- _TASK DESCRIPTION_
Every record below should be printed exactly as it appears.
*** GIVEN RECORDS ***
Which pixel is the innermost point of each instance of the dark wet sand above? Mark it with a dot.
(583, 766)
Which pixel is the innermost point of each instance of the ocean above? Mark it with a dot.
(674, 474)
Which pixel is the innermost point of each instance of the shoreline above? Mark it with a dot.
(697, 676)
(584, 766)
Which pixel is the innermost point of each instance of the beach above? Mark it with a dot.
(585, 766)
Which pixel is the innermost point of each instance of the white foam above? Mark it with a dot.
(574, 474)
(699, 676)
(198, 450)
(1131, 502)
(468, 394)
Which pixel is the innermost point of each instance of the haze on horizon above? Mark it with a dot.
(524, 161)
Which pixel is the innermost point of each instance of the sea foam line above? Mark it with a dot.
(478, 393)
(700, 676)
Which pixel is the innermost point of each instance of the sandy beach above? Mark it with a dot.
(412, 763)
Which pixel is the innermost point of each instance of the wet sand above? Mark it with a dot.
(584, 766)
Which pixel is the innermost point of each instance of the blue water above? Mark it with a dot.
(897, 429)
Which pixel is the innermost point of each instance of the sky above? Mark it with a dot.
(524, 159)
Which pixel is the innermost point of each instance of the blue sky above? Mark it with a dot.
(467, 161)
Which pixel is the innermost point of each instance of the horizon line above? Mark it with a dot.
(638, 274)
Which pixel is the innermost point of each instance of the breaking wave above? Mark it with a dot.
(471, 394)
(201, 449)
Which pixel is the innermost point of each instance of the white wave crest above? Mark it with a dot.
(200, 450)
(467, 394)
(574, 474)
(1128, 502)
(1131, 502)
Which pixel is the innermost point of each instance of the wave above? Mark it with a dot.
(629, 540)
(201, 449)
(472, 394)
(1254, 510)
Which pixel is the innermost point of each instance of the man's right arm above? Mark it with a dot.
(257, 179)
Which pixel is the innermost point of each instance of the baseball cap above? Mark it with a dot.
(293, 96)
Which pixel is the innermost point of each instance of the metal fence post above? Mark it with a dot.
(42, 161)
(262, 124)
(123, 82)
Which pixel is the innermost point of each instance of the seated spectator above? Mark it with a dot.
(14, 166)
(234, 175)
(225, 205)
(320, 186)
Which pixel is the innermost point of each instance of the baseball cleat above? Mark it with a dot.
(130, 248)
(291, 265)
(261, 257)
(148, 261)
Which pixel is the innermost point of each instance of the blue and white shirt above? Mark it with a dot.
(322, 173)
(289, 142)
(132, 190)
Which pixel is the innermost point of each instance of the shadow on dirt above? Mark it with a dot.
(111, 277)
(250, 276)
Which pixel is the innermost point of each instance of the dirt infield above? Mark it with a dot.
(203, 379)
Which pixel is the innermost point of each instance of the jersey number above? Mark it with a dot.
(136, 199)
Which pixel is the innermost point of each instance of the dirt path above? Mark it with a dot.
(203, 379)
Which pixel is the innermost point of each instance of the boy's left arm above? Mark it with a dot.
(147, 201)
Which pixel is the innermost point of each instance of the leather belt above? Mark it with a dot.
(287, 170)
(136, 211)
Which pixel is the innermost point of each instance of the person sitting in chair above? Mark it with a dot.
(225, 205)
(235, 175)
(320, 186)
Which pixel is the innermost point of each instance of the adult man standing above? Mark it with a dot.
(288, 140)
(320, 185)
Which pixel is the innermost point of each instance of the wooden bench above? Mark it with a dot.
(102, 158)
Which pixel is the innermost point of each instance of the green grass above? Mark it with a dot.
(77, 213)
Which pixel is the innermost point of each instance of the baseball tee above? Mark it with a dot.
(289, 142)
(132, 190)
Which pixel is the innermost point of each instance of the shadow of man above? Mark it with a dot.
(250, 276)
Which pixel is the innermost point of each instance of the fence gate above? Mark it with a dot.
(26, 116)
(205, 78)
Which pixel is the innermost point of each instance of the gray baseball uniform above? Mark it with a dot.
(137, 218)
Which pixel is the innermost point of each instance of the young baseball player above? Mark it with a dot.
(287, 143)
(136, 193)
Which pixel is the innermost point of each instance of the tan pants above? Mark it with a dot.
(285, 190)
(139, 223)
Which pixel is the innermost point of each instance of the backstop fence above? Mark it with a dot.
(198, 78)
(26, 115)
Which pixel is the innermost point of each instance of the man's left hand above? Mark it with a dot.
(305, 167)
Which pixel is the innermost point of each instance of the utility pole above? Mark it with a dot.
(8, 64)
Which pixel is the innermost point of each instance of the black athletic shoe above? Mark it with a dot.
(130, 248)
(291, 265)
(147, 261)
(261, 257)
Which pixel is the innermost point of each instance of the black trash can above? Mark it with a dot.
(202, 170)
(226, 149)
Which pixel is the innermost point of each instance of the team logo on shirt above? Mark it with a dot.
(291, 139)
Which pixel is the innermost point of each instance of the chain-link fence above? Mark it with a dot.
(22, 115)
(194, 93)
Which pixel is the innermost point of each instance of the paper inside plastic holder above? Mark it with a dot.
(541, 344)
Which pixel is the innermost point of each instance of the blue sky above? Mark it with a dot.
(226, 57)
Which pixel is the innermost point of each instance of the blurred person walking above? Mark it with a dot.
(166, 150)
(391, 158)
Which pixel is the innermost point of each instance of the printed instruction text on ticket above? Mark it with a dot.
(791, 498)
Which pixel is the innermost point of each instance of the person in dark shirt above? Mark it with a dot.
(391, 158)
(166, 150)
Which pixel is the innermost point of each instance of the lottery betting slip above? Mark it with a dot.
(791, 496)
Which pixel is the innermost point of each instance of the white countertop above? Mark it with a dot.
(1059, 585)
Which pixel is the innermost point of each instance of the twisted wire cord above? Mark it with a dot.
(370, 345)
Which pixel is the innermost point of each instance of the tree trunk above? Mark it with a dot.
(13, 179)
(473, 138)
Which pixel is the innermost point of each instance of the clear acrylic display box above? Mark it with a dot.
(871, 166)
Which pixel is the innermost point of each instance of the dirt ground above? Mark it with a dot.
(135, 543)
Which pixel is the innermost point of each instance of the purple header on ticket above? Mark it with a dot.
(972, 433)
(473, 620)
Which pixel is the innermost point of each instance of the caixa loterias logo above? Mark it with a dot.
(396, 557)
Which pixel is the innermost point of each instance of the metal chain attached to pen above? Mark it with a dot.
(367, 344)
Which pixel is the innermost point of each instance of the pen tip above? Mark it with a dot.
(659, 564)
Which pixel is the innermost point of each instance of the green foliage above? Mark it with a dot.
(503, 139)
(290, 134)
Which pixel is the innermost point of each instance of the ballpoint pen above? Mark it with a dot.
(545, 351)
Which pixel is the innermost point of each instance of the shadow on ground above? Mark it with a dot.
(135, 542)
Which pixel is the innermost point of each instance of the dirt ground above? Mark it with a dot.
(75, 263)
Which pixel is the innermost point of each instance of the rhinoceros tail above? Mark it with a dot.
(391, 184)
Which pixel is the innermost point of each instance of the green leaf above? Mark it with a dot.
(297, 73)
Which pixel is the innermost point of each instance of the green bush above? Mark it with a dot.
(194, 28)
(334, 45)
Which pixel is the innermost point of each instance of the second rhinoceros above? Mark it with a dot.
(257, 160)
*** End of GIVEN RECORDS ***
- _TASK OUTPUT_
Which pixel is the innermost point of each instance of the dark wet sand above? Mark it with a dot.
(583, 766)
Which pixel is the innermost point of each instance of the ocean above? Mark it with a dot.
(674, 474)
Which pixel is the innermost point of each instance of the shoreline above? Mark it with a dot.
(697, 676)
(584, 766)
Which pixel is the innermost point of each instance of the beach above? Mark it with a dot.
(585, 766)
Which pixel is the innermost point of each instance of the white foam above? Mark it with a dot.
(574, 474)
(699, 676)
(198, 450)
(1131, 502)
(468, 394)
Which pixel is the innermost point of each instance of the haze on horizon above? Mark it with a dot.
(524, 161)
Which pixel is the innermost point of each instance of the sea foam line above? Mark it with a dot.
(478, 393)
(700, 676)
Which pixel is the innermost point of each instance of the sandy beach above? Mark it with a dot.
(412, 763)
Which pixel is the innermost point of each instance of the wet sand above? Mark it with a dot.
(584, 766)
Which pixel is the innermost point of each instance of the blue water above? Mark it with a dot.
(897, 429)
Which pixel is the innermost point of each instance of the sky above? Mark it with a dot.
(524, 159)
Which pixel is the innermost point of each instance of the blue sky above? Mark it with a dot.
(467, 161)
Which pixel is the innermost point of each instance of the horizon line above? Mark it with a dot.
(638, 274)
Which pixel is the innermost point of each instance of the breaking wave above? Mark it with a dot.
(471, 394)
(201, 449)
Which pixel is the innermost point of each instance of the white wave crest above? Mark it with a dot.
(200, 450)
(467, 394)
(574, 474)
(1128, 502)
(1131, 502)
Which pixel is the innermost point of each instance of the wave above? Mark it with a dot.
(629, 540)
(201, 449)
(472, 394)
(1254, 510)
Which pixel is the innermost point of each instance of the man's right arm above? Mark it with a dot.
(257, 179)
Which pixel is the innermost point of each instance of the baseball cap above? Mark it with a dot.
(293, 96)
Which pixel is the innermost point of each instance of the metal fence post above? Mark it with a dot.
(42, 161)
(262, 124)
(123, 82)
Which pixel is the innermost point of each instance of the seated spectator above? Mark it with a dot.
(14, 166)
(234, 175)
(225, 205)
(320, 186)
Which pixel is the innermost point of each instance of the baseball cleat above? Mark it with a dot.
(130, 248)
(291, 265)
(261, 257)
(148, 261)
Which pixel is the innermost point of each instance of the blue and white shirt above? Mark it with a dot.
(322, 173)
(289, 142)
(132, 190)
Which pixel is the innermost point of each instance of the shadow on dirt above? Mark it with a dot.
(111, 277)
(250, 276)
Which pixel is the innermost point of each instance of the dirt infield above? Mark it with a dot.
(203, 379)
Which pixel is the innermost point of each instance of the jersey number above? Mark it with a dot.
(136, 199)
Which pixel is the innermost point of each instance of the dirt path above? Mark it with a dot.
(203, 379)
Which pixel is the innermost point of each instance of the boy's left arm above? Mark it with a dot.
(147, 201)
Which pixel is the innermost point of each instance of the leather belt above? Mark it with a dot.
(287, 170)
(136, 211)
Which pixel is the innermost point of each instance of the person sitting in chair above? Mark it with a dot.
(225, 205)
(235, 175)
(320, 186)
Which pixel is the innermost point of each instance of the adult man standing above? Mark it with a dot.
(288, 140)
(320, 185)
Which pixel is the innermost point of each instance of the wooden bench above? Mark it with a dot.
(102, 158)
Which pixel is the innermost point of each instance of the green grass above? Mark it with a dot.
(77, 213)
Which pixel is the innermost point of each instance of the baseball tee above? Mark it with a dot.
(289, 142)
(132, 190)
Which pixel is the innermost point of each instance of the shadow of man above? Mark it with a dot.
(250, 276)
Which pixel is the innermost point of each instance of the fence gate above? Mark it with a dot.
(26, 116)
(205, 78)
Which pixel is the innermost point of each instance of the gray baseball uniform above? Mark it with a dot.
(137, 218)
Which pixel is the innermost point of each instance of the young baseball player above? Mark it with a dot.
(287, 143)
(136, 193)
Which pixel is the innermost point of each instance of the tan pants above? Mark it with a dot.
(285, 190)
(139, 223)
Which pixel is the innermost point of each instance of the backstop fence above? Mark it with a dot.
(198, 78)
(26, 115)
Which pixel is the innermost point of each instance of the man's left hand above? Mark it with a dot.
(305, 167)
Which pixel is the innermost point of each instance of the utility pole above? Mark it with a dot.
(8, 64)
Which pixel is the innermost point of each instance of the black athletic shoe above? Mark it with a dot.
(130, 248)
(291, 265)
(147, 261)
(261, 257)
Which pixel is the innermost point of each instance of the black trash can above? Mark it with a dot.
(202, 170)
(226, 149)
Which pixel is the innermost point of each instance of the team logo on shirt above? Mark it with a dot.
(291, 139)
Which pixel is the innermost point of each instance of the chain-link fence above? Mark it with a dot.
(22, 115)
(194, 93)
Which pixel is the innermost point of each instance of the paper inside plastic holder above? Mark it with a dot.
(541, 344)
Which pixel is the innermost point of each instance of the blue sky above? Mark it with a dot.
(226, 57)
Which pixel is the innermost point of each instance of the blurred person walking above? Mark it with a dot.
(166, 150)
(391, 158)
Which pixel is the innermost point of each instance of the printed instruction text on ticket above? Mark it with a dot.
(791, 498)
Which pixel is the innermost point of each instance of the person in dark shirt above? Mark it with a dot.
(391, 158)
(166, 150)
Which pixel is the innermost point of each instance of the lottery betting slip above? Mark it with a dot.
(791, 496)
Which pixel is the innermost point of each instance of the white countertop above? Mark it with a dot.
(1059, 585)
Which pixel is the innermost point of each instance of the twisted wire cord above? Mark it with a dot.
(370, 345)
Which pixel is the innermost point of each instance of the tree trunk above? Mark it with a dot.
(13, 179)
(473, 138)
Which pixel is the innermost point of each instance of the clear acrylic display box above? Mark it with a dot.
(871, 166)
Which pixel is the innermost point of each instance of the dirt ground above? Mark it with a dot.
(135, 543)
Which pixel is the innermost point of each instance of the purple header on ticket above? Mark it with a dot.
(972, 433)
(473, 620)
Which pixel is the innermost point of each instance of the caixa loterias logo above? Mark it with a dot.
(396, 557)
Which pixel is the innermost point of each instance of the metal chain attached to pen above? Mark it with a dot.
(367, 344)
Which pixel is the innermost point of each instance of the pen tip above? Mark it with a dot.
(659, 564)
Which pixel is the innermost point of each instance of the green foliage above? Mark it with a dot.
(503, 139)
(290, 134)
Which pixel is the innermost point of each instance of the ballpoint pen above? Mark it with a dot.
(545, 351)
Which pixel is the innermost point of each instance of the shadow on ground above? Mark it with a dot.
(135, 542)
Which pixel is the innermost point of each instance of the dirt ground above? Mark it with a dot.
(75, 263)
Which pixel is the innermost point of each instance of the rhinoceros tail above? Mark it with a dot.
(391, 184)
Which pixel is the innermost point of each instance of the green leaf above? Mark it with a dot.
(297, 73)
Which pixel is the innermost point of each instance of the green bush above? Mark it with a dot.
(194, 28)
(334, 45)
Which pixel is the innermost point of each instance of the second rhinoceros above? Mark it with a dot.
(257, 160)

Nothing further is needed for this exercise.